- [Requirement a]
Repeat the lines of the records verbatim, starting at the line that contains "</instance>" and ending at the line that contains "negative clicks: (202, 162)", with both of those lines included.

- [Page excerpt]
===============
I have a python anonymisation mechanism that rely on generating fake data from existing attributes.
Those attributes are accessible in the domain D which is an array of 16 sets, each set representing values possible for each attributes.
the attributes are ['uid', 'trans_id', 'trans_date', 'trans_type', 'operation', 'amount', 'balance', 'k_symbol', 'bank', 'acct_district_id', 'frequency', 'acct_date', 'disp_type', 'cli_district_id', 'gender', 'zip']
Some attributes have very few values (gener is M or F), some are unique (uid) and can have 1260000 different values.
The fake data is generated as tuples of randomly selected attributes inside the domain.
I have to generate nearly 2 million tuples.
The first implementation of this was:
def beta_step(I, V, beta, n, m, D):
r = approx_binomial(m - n, beta)
print("r = " + str(r))
i = 0
while i < r:
t = []
for attribute in D:
a_j = choice(list(attribute))
t.append(a_j)
if t not in V + I:
V.append(t)
i += 1
This took around 0,5s for each tuple. Note that I and V are existing lists (with initialy respectively 1200000 and 800000 tuples)
I already found out that I could speed-up things by converting D to a 2D array once and for all, in order not to convert sets in list on each run
for attribute in D:
a_j = choice(attribute)
t.append(a_j)
This gets me down to 0.2s by tuple.
I also tried looping fewer times and generating multiple tuples at a time like so:
def beta_step(I, V, beta, n, m, D):
D = [list(attr) for attr in D ] #Convert D in 2D list
r = approx_binomial(m - n, beta)
print("r = " + str(r))
i = 0
NT = 1000 #Number of tuples generated at a time
while i < r:
T = [[] for j in range(NT)]
for attribute in D:
a_j = choices(attribute,k=min(NT,r-i))
for j in range(len(a_j)):
T[j].append(a_j[j])
for t in T:
if t not in V + I:
V.append(t)
===============
- [Data extract]

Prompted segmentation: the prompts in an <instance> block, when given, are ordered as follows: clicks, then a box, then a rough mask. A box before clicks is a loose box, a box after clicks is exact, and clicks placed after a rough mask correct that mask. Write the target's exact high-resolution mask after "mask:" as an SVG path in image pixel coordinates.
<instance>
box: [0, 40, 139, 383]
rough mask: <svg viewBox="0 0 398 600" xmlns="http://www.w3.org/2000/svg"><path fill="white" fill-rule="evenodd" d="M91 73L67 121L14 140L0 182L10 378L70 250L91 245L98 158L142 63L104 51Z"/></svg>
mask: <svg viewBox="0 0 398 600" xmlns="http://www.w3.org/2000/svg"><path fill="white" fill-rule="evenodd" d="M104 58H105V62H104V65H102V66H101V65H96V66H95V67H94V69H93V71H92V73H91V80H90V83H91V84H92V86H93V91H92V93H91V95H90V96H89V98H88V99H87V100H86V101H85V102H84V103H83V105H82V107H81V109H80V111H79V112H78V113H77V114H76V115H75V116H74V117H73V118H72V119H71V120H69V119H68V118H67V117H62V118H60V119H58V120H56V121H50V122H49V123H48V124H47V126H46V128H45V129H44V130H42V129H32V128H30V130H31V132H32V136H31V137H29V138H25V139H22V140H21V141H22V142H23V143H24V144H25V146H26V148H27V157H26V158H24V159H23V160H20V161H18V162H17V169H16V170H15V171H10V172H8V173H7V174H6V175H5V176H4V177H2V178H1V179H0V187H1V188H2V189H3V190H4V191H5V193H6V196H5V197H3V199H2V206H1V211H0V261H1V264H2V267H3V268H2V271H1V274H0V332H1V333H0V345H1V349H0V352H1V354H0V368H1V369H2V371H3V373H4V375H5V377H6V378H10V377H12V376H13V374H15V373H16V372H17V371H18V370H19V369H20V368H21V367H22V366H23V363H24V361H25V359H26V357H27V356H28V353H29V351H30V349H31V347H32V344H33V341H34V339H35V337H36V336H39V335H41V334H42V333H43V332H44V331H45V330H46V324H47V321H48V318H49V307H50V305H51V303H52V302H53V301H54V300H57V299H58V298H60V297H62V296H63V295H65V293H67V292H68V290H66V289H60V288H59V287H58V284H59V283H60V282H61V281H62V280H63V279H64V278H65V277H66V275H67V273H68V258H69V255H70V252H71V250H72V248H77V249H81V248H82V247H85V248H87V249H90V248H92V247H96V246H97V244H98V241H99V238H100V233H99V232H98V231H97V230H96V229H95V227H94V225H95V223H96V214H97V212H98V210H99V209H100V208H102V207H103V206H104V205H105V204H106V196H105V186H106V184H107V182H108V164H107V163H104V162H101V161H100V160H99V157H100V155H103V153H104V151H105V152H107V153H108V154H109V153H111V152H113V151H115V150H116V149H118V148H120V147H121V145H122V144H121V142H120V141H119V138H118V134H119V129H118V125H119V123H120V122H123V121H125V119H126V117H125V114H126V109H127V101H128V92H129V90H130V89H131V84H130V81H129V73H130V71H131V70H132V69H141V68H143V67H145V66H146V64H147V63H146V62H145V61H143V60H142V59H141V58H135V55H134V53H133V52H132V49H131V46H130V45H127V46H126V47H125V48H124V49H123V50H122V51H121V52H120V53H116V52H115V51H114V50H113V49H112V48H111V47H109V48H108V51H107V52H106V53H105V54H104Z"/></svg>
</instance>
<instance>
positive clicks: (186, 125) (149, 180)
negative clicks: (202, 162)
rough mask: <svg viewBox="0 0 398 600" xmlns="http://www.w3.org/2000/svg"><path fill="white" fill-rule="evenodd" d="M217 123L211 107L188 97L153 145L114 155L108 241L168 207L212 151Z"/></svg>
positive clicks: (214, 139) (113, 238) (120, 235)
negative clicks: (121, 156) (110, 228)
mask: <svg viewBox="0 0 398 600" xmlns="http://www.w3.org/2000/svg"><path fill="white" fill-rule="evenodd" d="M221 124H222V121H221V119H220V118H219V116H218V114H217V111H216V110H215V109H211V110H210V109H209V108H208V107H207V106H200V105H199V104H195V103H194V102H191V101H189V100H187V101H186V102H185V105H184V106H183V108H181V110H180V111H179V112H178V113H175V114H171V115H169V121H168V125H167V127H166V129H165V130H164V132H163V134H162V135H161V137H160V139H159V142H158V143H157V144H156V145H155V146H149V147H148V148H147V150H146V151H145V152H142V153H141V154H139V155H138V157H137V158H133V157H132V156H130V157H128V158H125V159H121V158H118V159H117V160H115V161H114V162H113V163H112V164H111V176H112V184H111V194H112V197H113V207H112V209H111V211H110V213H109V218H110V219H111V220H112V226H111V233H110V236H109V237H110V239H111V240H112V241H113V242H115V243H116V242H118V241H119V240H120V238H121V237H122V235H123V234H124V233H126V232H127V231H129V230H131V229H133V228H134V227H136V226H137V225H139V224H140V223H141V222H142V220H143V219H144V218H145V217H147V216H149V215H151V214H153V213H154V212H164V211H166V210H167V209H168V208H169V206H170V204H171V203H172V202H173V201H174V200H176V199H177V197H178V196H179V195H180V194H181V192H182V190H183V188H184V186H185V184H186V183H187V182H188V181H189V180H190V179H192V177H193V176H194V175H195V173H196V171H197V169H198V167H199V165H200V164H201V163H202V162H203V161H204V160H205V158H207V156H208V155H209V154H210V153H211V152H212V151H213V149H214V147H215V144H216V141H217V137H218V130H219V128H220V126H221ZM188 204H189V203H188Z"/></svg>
===============
- [Requirement b]
Give the parameters of the beta_step function as defined in the anonymization post, in the order they appear.

- [Exercise response a]
</instance>
<instance>
positive clicks: (186, 125) (149, 180)
negative clicks: (202, 162)

- [Exercise response b]
I, V, beta, n, m, D